## start Provided passage

In [17]:
#set the wd to file location
setwd(getSrcDirectory(function(){})[1])

# dataSplit Notebook
This notebook is to be run 2nd.\
The purpose of this file is to split the cleaned data into two sets, one for wrangling and training, and another as a final holdout set that analysis and tuning is blinded to to prevent leakage.

In [18]:
#Import Necessary libraries
suppressWarnings({
library('tidyverse')
library('dplyr')
library('forcats')})

In [19]:
#Read Data
cleanVehicles = read.csv('02-vehicles-clean.csv')

## dataSplitFunction
The data split function takes the following inputs:
<ul> 
    <li> df: the dataframe to split (should be pre-cleaned), type dataframe </li>
    <li> alpha: the proprtion of the data to be held out, type int </li>
    <li> seed: a seed to set randomness, type int </li>
</ul>

The data split function returns the following output:
<ul>
    <li> iholdout: the indexes of df which belong to the holdout set </li>
</ul>
The data is split randomly

In [20]:
#define the splitting function (read above for documentation)

## end Provided passage
## start Data shown

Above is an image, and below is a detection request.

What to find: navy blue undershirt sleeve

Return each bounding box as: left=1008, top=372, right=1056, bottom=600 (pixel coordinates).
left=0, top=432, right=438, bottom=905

## end Data shown

The request – Pick up the dataSplit notebook where it stops and write the rest of it.

The reply –
dataSplit <- function(df,alpha,seed = 447){
    set.seed(447)
    N = nrow(df) 
    n = round(alpha*N)
    index = sample(N)
    iholdout = index[1:n]
    return(iholdout)
}

## Applying dataSplit and saving the files

The above function is called then the resulting files are saved, to prevent data leakage we do not access the holdout file until the final model evaluations. 

In [21]:
#generate the holdout indices
iholdout = dataSplit(cleanVehicles,alpha = 0.2)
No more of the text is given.